Record extracts:

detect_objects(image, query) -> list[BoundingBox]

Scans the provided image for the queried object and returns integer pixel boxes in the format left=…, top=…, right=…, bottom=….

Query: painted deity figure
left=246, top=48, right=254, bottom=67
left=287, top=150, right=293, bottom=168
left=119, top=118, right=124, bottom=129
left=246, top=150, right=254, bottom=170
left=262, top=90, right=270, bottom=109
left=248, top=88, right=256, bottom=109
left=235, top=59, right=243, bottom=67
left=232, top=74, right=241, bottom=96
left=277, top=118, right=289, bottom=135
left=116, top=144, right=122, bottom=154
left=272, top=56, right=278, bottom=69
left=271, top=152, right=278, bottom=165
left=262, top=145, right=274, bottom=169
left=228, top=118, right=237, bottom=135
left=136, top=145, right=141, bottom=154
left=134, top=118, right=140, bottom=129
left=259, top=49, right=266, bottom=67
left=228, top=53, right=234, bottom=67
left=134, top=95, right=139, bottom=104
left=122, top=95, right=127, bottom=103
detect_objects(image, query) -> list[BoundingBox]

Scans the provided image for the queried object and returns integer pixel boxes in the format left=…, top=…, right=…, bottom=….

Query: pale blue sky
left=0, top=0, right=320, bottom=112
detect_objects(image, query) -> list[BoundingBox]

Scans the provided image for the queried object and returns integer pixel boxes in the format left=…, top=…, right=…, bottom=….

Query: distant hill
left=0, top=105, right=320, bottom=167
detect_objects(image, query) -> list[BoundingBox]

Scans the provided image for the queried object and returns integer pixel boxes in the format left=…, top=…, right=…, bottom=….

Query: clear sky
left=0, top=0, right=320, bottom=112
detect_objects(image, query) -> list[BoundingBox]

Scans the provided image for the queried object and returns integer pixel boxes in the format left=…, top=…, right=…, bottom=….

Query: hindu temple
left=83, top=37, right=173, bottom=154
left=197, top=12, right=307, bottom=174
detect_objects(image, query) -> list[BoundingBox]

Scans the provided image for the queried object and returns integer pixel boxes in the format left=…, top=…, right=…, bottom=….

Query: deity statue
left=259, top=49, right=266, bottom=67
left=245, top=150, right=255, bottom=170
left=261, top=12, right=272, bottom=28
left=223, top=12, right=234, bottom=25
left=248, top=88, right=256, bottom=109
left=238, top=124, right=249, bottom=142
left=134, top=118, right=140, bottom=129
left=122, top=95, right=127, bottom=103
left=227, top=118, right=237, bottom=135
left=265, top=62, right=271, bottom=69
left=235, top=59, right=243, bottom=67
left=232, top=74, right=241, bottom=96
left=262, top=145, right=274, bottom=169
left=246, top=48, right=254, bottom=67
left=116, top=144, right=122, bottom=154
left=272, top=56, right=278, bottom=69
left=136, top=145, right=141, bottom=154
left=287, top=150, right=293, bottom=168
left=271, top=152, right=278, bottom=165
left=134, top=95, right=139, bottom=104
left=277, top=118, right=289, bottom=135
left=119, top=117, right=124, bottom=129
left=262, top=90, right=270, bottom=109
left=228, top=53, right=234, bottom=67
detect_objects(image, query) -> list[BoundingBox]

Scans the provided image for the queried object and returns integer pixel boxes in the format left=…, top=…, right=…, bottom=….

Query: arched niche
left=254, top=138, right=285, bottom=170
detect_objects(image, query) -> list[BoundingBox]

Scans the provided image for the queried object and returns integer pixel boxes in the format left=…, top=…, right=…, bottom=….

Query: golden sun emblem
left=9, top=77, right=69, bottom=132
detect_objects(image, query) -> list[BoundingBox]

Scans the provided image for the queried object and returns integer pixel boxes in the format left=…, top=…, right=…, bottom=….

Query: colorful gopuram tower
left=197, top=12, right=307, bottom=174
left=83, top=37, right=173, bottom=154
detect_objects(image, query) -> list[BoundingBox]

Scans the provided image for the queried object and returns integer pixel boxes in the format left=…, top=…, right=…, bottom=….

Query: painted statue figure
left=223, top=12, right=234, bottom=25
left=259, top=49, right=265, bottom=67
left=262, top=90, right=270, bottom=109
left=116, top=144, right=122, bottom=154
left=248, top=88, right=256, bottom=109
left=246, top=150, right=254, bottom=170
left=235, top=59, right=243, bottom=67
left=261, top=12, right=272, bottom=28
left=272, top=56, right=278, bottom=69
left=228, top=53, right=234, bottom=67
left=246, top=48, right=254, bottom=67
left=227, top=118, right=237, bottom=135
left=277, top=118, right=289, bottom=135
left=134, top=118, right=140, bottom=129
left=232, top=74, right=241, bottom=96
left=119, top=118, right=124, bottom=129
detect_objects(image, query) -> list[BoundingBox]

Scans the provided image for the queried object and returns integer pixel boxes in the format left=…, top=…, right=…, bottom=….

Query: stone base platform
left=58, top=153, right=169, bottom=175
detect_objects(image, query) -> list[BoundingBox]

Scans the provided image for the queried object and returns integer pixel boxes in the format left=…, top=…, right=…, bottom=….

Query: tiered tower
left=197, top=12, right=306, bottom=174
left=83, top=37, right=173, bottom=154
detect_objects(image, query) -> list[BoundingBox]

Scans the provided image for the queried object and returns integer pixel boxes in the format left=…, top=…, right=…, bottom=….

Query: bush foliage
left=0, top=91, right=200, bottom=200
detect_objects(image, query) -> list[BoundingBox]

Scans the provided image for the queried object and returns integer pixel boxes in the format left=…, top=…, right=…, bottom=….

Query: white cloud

Stated task: Return every line of the entries above that contains the word "painted".

Response:
Query: painted deity figure
Query: painted statue figure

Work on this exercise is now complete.